Do this:
Write out the records below without any changes, starting at their first line and ending with the line that contains "M138 91L138 88L137". Include both of those lines.

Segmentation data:
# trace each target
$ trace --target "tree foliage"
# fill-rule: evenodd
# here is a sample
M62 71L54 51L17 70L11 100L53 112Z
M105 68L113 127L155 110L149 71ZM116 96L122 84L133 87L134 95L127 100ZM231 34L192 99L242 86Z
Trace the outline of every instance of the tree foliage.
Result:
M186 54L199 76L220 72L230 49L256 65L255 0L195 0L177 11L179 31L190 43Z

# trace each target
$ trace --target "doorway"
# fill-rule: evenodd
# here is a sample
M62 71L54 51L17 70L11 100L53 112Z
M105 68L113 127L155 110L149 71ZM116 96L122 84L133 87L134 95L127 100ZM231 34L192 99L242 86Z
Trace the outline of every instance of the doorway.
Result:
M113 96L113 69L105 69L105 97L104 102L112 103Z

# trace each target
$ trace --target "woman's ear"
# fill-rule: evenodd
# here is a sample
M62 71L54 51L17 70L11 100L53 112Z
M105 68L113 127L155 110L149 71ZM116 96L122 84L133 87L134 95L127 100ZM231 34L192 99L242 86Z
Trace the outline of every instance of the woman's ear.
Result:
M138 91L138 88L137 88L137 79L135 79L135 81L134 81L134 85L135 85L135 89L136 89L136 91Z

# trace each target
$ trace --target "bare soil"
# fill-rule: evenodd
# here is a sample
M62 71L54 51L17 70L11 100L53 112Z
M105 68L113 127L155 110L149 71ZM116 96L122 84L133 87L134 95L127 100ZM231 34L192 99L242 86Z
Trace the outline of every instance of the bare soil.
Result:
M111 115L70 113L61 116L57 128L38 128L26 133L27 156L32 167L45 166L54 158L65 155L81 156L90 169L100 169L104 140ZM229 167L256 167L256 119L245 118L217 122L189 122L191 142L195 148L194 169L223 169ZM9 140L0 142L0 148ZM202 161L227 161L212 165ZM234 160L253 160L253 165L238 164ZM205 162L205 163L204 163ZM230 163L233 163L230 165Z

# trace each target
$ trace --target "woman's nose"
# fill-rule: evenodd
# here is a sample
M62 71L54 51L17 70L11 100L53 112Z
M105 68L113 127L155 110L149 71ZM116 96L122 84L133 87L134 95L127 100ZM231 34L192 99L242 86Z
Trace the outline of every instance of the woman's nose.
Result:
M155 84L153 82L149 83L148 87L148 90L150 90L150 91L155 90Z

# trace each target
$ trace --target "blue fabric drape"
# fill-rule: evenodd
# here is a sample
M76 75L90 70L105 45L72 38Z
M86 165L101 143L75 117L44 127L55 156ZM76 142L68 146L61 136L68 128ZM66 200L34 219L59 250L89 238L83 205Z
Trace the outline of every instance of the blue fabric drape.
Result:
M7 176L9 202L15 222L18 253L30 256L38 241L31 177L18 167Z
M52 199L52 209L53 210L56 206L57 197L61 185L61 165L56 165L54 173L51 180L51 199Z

Answer in full:
# trace each target
$ trace --target "tree foliage"
# fill-rule: evenodd
# here is a sample
M62 71L54 51L17 70L11 100L53 112Z
M105 68L113 127L155 110L149 71ZM116 96L122 84L133 87L134 95L127 100ZM231 34L192 99L242 86Z
Trace the outline of every instance of the tree foliage.
Result:
M186 54L199 76L220 72L230 49L256 65L255 0L195 0L177 11L179 31L190 43Z

# trace each target
$ trace --target "doorway"
# fill-rule: evenodd
# here is a sample
M62 71L54 51L17 70L11 100L53 112Z
M105 68L113 127L155 110L149 71ZM116 96L122 84L133 87L134 95L127 100ZM231 34L192 99L242 86Z
Trace the outline of every instance of the doorway.
Result:
M113 96L113 69L105 69L105 97L104 102L112 103Z

# trace each target
$ trace --target "woman's ear"
# fill-rule: evenodd
# here is a sample
M62 71L54 51L17 70L11 100L53 112Z
M105 68L113 127L155 110L149 71ZM116 96L122 84L133 87L134 95L127 100ZM231 34L192 99L242 86Z
Trace the outline of every instance of the woman's ear.
Result:
M138 91L138 88L137 88L137 79L135 79L135 81L134 81L134 85L135 85L135 89L136 89L136 91Z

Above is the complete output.